EXCERPT:
"""
The death toll from a shooting spree that authorities are treating as a hate crime in the German city of Hanau on Wednesday night has risen to 11 after the bodies of the suspected gunman and his mother were found at his home early on Thursday morning.
According to German media, the suspect, named only as Tobias R. left a letter and video in which he confessed to the crime and expressed right-wing extremist ideas.
Police sources indicated that, “in all likelihood,” the person found dead at home by special police forces is the suspect behind the mass shooting.
The first attack took place around ten o’clock on Wednesday night, in the historic centre of Hanau, a town of 100,000 inhabitants located 20km east of Frankfurt.
The attacker rang the bell of the Midnight bar, said to cater to mostly Kurdish customers, and went to the smoking area, where he opened fire, killing four men and woman.
Shortly afterwards there was another deadly shooting near the Arena Bar & Café, two kilometers away, in the district of Kesselstadt. According to local media, the shots were fired from a passing car. Police discovered the bodies of the suspect and his mother in an apartment in the same district at around 3 am.
Investigators also found ammunition and magazines in his car, according to local press, adding that the suspect had a hunting license.
“What we know so far is that there is definitely a xenophobic motive. Whether there are claims of responsibility or documents, that’s still being investigated,” Hesse Interior Minister Peter Beuth said.
"""
PROBLEMS TO SOLVE:
(a) Please copy the passage of the report on the Hanau shooting starting with "The first attack" and going on through "a hunting license.", word for word.
(b) Write the next part of the report on the Hanau shooting, picking up after its final sentence.

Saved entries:
"""
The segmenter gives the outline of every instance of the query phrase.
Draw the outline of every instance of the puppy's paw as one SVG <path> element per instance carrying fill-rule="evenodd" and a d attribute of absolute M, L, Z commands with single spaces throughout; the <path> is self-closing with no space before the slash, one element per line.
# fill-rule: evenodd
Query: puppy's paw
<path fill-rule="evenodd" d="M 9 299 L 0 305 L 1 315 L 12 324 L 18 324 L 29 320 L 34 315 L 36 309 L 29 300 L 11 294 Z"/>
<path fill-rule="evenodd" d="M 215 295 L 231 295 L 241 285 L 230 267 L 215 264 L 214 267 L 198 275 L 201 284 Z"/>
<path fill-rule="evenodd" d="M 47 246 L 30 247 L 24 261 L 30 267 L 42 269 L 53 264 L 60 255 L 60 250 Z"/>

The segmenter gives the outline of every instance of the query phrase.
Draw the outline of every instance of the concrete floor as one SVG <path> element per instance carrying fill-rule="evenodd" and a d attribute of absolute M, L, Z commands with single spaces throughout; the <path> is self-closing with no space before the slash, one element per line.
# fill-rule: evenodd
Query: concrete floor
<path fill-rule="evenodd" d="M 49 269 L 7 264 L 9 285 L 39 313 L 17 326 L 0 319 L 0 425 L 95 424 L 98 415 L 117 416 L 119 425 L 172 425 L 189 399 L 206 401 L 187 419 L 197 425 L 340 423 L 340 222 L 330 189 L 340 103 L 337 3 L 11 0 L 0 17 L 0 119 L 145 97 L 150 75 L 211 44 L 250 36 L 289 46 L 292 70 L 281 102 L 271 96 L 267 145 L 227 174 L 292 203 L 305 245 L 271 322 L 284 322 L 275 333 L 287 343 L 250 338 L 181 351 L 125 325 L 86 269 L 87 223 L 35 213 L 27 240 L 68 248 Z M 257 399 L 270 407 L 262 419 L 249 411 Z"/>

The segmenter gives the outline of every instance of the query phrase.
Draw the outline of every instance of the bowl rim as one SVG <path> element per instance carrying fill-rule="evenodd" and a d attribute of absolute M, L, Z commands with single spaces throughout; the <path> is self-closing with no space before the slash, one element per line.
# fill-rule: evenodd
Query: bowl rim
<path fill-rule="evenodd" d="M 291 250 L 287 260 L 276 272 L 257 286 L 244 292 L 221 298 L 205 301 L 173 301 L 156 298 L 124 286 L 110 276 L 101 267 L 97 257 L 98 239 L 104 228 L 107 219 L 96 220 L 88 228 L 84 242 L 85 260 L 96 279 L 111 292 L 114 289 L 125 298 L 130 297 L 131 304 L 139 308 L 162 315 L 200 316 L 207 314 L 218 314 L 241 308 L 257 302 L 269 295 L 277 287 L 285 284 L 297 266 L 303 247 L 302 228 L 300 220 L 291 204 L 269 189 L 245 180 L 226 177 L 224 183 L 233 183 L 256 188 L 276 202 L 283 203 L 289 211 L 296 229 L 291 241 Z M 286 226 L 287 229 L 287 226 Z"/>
"""
YOUR RESPONSES:
(a)
The first attack took place around ten o’clock on Wednesday night, in the historic centre of Hanau, a town of 100,000 inhabitants located 20km east of Frankfurt.
The attacker rang the bell of the Midnight bar, said to cater to mostly Kurdish customers, and went to the smoking area, where he opened fire, killing four men and woman.
Shortly afterwards there was another deadly shooting near the Arena Bar & Café, two kilometers away, in the district of Kesselstadt. According to local media, the shots were fired from a passing car. Police discovered the bodies of the suspect and his mother in an apartment in the same district at around 3 am.
Investigators also found ammunition and magazines in his car, according to local press, adding that the suspect had a hunting license.

(b)
The threat of far-right terrorism has increasingly worried the German authorities, especially since the murder of the pro-migrant CDU politician Walter Lubke, last June.
On Friday, 12 members of a far-right group, including a police officer, were arrested in connection with a major counterterrorism investigation. They are suspected of having planned large-scale attacks on mosques, mosques, politicians, asylum seekers. In raids that took place in six German federal states, weapons were found as well as material that could be used for the production of so-called unconventional explosive devices (USBV).
Last October, a man armed with explosives and a weapon tried unsuccessfully to access a synagogue in the eastern city of Halle. He later killed two people, a passer-by and a man in a kebab shop, before being arrested and confessing to being motivated by antisemitic beliefs.
In December the German government announced that it was recruiting hundreds of new police and federal agents for internal intelligence as it steps up the fight against right-wing extremists.